## Written request
Copy the lines of the items below exactly as they appear, from the line with "Thank you for the photo. Please point out the red wristband" to the line with "(1157, 169)", including both of those lines.

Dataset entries
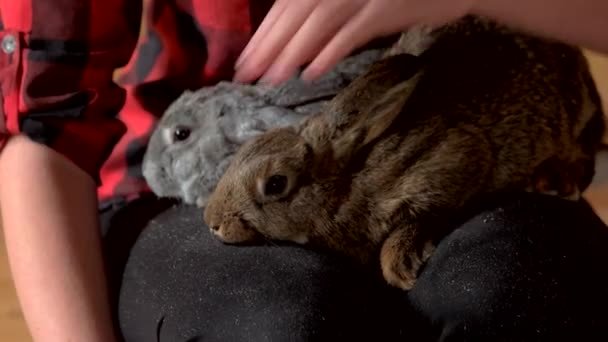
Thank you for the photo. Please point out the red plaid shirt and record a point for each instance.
(85, 78)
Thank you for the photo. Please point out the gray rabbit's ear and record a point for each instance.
(297, 93)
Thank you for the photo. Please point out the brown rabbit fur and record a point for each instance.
(483, 110)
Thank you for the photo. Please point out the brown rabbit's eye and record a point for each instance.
(181, 133)
(275, 185)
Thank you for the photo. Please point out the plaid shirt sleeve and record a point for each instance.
(57, 61)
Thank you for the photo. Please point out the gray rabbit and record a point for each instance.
(200, 132)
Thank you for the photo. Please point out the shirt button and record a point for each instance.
(9, 43)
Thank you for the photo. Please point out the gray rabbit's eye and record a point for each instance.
(181, 133)
(275, 185)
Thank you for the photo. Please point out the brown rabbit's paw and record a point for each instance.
(233, 231)
(400, 264)
(558, 178)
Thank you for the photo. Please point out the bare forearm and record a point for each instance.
(49, 216)
(583, 23)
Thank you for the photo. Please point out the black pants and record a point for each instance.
(526, 268)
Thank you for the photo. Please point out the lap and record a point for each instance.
(531, 268)
(521, 270)
(182, 284)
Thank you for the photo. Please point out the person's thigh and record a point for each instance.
(182, 284)
(531, 268)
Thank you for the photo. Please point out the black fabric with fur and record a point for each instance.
(528, 268)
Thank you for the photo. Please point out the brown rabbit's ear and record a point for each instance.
(373, 120)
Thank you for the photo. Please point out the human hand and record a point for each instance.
(323, 32)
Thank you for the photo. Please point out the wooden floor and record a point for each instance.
(13, 328)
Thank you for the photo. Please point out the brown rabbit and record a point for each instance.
(374, 175)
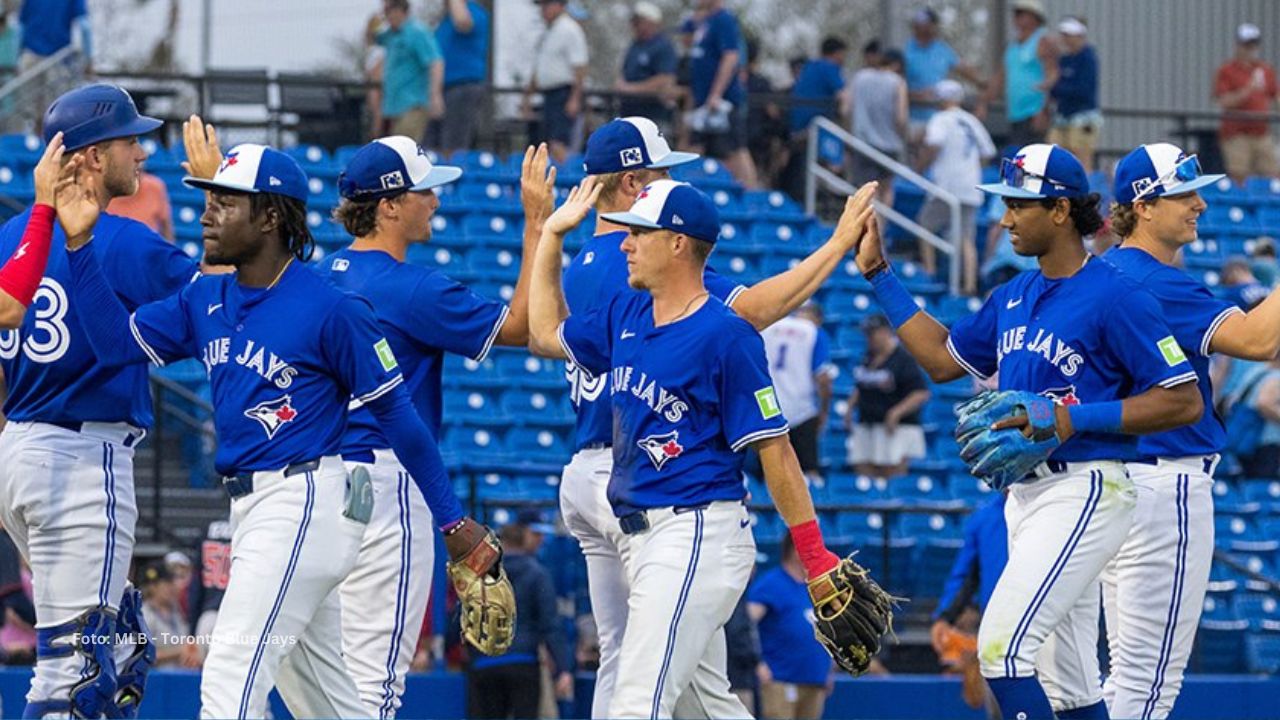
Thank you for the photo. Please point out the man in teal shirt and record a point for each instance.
(412, 72)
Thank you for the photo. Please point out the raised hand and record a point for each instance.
(536, 185)
(49, 169)
(575, 209)
(204, 155)
(853, 222)
(76, 201)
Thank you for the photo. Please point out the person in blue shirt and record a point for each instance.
(795, 668)
(1077, 119)
(718, 118)
(648, 68)
(1155, 587)
(821, 87)
(464, 37)
(690, 391)
(1093, 378)
(74, 519)
(286, 354)
(626, 155)
(388, 200)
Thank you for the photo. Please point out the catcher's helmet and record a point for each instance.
(95, 113)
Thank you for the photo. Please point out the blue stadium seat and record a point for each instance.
(1220, 646)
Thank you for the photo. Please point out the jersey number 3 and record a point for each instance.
(49, 338)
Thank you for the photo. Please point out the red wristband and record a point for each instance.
(21, 276)
(813, 552)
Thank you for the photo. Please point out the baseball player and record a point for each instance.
(67, 452)
(1078, 377)
(626, 155)
(1153, 589)
(389, 197)
(284, 351)
(690, 390)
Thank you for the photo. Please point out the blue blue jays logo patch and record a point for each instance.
(661, 449)
(273, 414)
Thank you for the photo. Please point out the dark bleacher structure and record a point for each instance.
(508, 420)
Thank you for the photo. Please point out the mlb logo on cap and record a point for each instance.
(1156, 171)
(670, 205)
(255, 168)
(624, 144)
(1041, 171)
(391, 165)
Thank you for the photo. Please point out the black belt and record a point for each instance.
(242, 483)
(638, 522)
(76, 425)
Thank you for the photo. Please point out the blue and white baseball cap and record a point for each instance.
(256, 168)
(391, 165)
(670, 205)
(630, 144)
(1041, 171)
(1157, 169)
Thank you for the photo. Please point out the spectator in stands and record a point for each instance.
(1247, 83)
(464, 37)
(968, 588)
(48, 27)
(149, 205)
(412, 71)
(796, 670)
(954, 149)
(929, 60)
(1029, 68)
(169, 628)
(1077, 118)
(819, 90)
(888, 392)
(718, 119)
(648, 76)
(510, 686)
(880, 117)
(799, 354)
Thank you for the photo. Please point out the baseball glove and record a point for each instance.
(485, 597)
(851, 613)
(1004, 458)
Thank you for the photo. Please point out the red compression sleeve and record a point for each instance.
(813, 552)
(21, 276)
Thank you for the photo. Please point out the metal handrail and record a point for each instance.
(814, 172)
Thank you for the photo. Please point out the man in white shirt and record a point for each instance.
(955, 146)
(799, 354)
(560, 71)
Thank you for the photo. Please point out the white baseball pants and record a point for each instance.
(67, 501)
(1063, 531)
(384, 597)
(279, 624)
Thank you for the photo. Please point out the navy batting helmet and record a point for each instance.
(95, 113)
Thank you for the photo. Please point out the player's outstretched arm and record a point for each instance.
(538, 196)
(21, 274)
(772, 299)
(547, 306)
(924, 337)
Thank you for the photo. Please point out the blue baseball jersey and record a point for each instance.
(787, 643)
(595, 276)
(1193, 315)
(49, 365)
(424, 315)
(1092, 337)
(283, 363)
(686, 399)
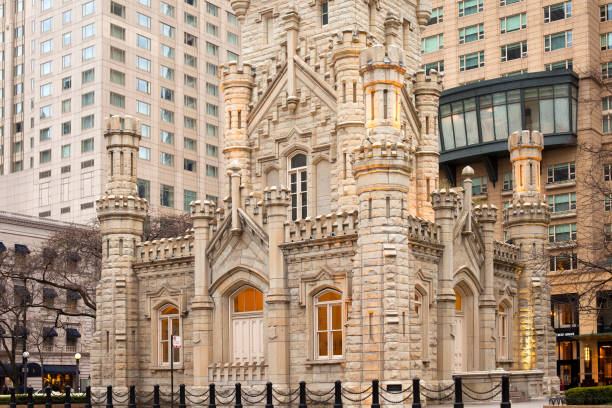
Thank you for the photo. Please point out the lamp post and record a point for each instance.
(77, 357)
(24, 368)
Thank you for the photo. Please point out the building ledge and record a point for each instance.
(563, 214)
(325, 362)
(562, 184)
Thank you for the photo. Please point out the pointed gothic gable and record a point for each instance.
(307, 78)
(228, 250)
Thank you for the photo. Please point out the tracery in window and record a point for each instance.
(298, 182)
(328, 325)
(169, 325)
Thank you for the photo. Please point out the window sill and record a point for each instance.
(563, 214)
(325, 362)
(561, 184)
(166, 368)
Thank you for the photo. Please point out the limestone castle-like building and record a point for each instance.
(336, 254)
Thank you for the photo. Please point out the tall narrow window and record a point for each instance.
(169, 325)
(502, 333)
(247, 325)
(324, 13)
(328, 325)
(298, 180)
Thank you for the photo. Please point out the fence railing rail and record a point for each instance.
(302, 396)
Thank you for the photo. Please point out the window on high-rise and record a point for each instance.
(558, 41)
(557, 11)
(514, 51)
(118, 9)
(561, 172)
(566, 64)
(433, 43)
(470, 34)
(471, 61)
(166, 196)
(89, 8)
(469, 7)
(513, 23)
(436, 16)
(167, 9)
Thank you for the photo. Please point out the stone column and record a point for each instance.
(116, 355)
(427, 90)
(350, 118)
(276, 201)
(202, 212)
(444, 204)
(486, 217)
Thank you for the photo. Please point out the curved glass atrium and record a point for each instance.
(476, 119)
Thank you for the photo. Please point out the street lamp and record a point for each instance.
(77, 357)
(24, 368)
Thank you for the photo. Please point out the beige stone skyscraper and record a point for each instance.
(67, 65)
(542, 65)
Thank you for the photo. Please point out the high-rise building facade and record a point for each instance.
(539, 65)
(68, 64)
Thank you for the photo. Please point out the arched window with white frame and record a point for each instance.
(503, 330)
(247, 325)
(328, 325)
(169, 325)
(298, 183)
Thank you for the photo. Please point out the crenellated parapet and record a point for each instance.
(323, 226)
(485, 214)
(165, 249)
(237, 82)
(526, 212)
(383, 74)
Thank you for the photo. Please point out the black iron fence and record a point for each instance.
(270, 397)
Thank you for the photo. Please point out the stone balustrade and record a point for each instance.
(165, 249)
(236, 372)
(323, 226)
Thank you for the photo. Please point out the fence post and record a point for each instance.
(458, 392)
(48, 401)
(338, 394)
(182, 403)
(269, 403)
(375, 395)
(302, 403)
(13, 403)
(212, 399)
(156, 396)
(238, 396)
(67, 399)
(505, 392)
(416, 393)
(30, 397)
(132, 397)
(109, 396)
(88, 397)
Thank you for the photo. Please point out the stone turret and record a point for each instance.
(446, 204)
(427, 90)
(121, 213)
(275, 203)
(237, 82)
(202, 214)
(350, 120)
(527, 219)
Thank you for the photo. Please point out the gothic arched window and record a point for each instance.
(169, 325)
(328, 325)
(247, 325)
(298, 182)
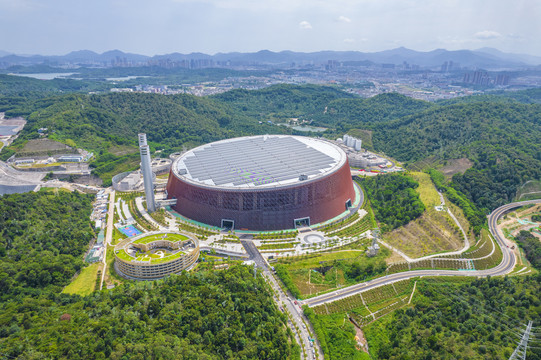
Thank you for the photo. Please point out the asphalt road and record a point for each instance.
(506, 266)
(295, 310)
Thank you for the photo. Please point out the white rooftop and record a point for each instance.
(259, 161)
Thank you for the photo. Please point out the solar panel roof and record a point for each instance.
(259, 161)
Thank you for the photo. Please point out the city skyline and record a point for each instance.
(213, 26)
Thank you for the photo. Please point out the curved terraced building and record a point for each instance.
(155, 255)
(268, 182)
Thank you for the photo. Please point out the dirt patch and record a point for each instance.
(121, 150)
(45, 146)
(433, 232)
(362, 344)
(364, 135)
(456, 166)
(12, 122)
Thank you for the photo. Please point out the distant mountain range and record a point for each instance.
(482, 58)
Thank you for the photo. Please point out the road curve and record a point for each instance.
(506, 266)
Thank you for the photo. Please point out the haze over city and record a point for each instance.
(211, 26)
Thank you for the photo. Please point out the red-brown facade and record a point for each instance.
(275, 208)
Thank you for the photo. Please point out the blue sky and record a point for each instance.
(55, 27)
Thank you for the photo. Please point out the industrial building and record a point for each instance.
(268, 182)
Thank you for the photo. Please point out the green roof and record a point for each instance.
(169, 237)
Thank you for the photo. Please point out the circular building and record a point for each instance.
(268, 182)
(155, 255)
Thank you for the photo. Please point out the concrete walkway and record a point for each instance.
(146, 216)
(108, 234)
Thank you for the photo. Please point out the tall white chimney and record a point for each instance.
(147, 172)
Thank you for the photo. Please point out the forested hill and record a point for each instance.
(283, 101)
(203, 314)
(501, 139)
(499, 133)
(171, 120)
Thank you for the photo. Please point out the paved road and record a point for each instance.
(506, 266)
(294, 309)
(108, 234)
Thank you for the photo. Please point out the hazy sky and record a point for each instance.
(56, 27)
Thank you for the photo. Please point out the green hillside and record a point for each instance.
(501, 139)
(204, 314)
(498, 133)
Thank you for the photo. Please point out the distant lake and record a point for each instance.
(45, 76)
(125, 78)
(305, 128)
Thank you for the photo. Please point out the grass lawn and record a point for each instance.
(311, 282)
(84, 283)
(313, 260)
(426, 190)
(169, 237)
(433, 232)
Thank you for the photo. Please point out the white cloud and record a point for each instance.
(305, 25)
(487, 35)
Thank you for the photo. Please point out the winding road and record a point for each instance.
(506, 265)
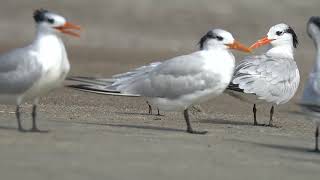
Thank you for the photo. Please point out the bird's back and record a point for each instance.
(18, 71)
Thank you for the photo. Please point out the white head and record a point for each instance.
(313, 29)
(219, 38)
(52, 22)
(279, 35)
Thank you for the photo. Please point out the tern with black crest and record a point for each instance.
(30, 72)
(178, 83)
(272, 77)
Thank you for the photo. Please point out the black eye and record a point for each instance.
(219, 38)
(279, 33)
(51, 21)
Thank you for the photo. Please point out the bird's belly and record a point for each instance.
(248, 98)
(51, 79)
(184, 101)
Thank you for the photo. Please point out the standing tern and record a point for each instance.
(272, 77)
(177, 83)
(32, 71)
(310, 101)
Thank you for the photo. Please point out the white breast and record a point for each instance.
(52, 56)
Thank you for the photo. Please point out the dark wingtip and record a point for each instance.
(39, 14)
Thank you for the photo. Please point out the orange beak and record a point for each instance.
(237, 45)
(67, 27)
(261, 42)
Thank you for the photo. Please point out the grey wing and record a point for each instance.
(274, 80)
(111, 83)
(18, 71)
(172, 78)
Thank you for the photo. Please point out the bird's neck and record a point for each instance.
(315, 35)
(46, 38)
(281, 51)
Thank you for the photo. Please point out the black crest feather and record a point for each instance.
(39, 15)
(204, 39)
(294, 37)
(315, 20)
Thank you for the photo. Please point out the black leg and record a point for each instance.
(34, 118)
(150, 108)
(316, 139)
(189, 128)
(271, 115)
(255, 123)
(20, 128)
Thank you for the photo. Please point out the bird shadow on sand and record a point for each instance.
(139, 114)
(128, 126)
(8, 128)
(223, 121)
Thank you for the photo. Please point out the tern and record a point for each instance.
(272, 77)
(310, 101)
(32, 71)
(178, 83)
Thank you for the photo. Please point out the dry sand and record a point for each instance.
(102, 137)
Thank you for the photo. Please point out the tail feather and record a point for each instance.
(99, 90)
(91, 80)
(234, 87)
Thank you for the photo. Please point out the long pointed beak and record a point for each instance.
(67, 27)
(237, 45)
(261, 42)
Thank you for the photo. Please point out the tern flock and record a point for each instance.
(175, 84)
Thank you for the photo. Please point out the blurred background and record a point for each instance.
(96, 136)
(122, 34)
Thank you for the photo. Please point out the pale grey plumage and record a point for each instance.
(173, 80)
(272, 79)
(19, 70)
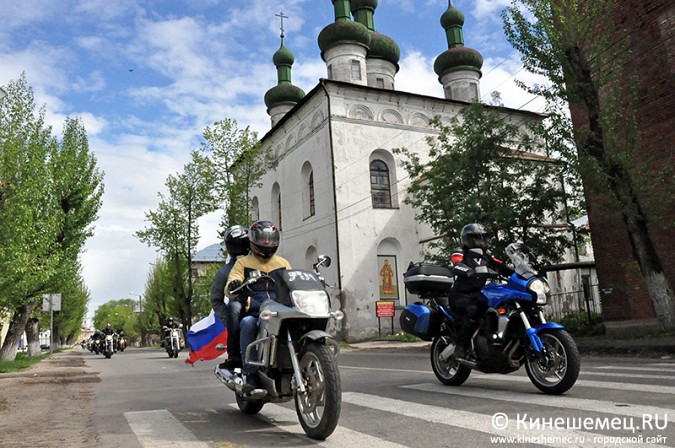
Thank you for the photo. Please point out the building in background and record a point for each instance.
(336, 187)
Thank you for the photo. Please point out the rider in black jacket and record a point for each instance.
(466, 288)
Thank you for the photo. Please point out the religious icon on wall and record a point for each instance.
(388, 282)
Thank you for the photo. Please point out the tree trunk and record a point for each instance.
(33, 336)
(16, 329)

## Result of the task
Thank you for the photo. Please point out the red wristband and record a point for each instance.
(21, 276)
(813, 552)
Thank you for the photo. Please point out the baseball player and record a point for each instance.
(67, 452)
(1078, 377)
(626, 155)
(1153, 589)
(389, 197)
(284, 351)
(690, 390)
Thank you for the photo. Please point out the blue blue jays logo patch and record a point for each instance.
(661, 449)
(273, 414)
Thank you for the photo. Please point out the dark bleacher structure and record a point for each instance.
(508, 420)
Thank you for the photo. Please point out the mlb logo on cap and record a point for each instance.
(1156, 171)
(670, 205)
(255, 168)
(624, 144)
(1041, 171)
(391, 165)
Thank you for the photo. Please point out the black belt and record a point for each instance.
(242, 483)
(638, 522)
(76, 425)
Thank you for the photo. Please point out the blue and white baseball cap and record a point for each instance.
(256, 168)
(391, 165)
(670, 205)
(630, 144)
(1041, 171)
(1157, 169)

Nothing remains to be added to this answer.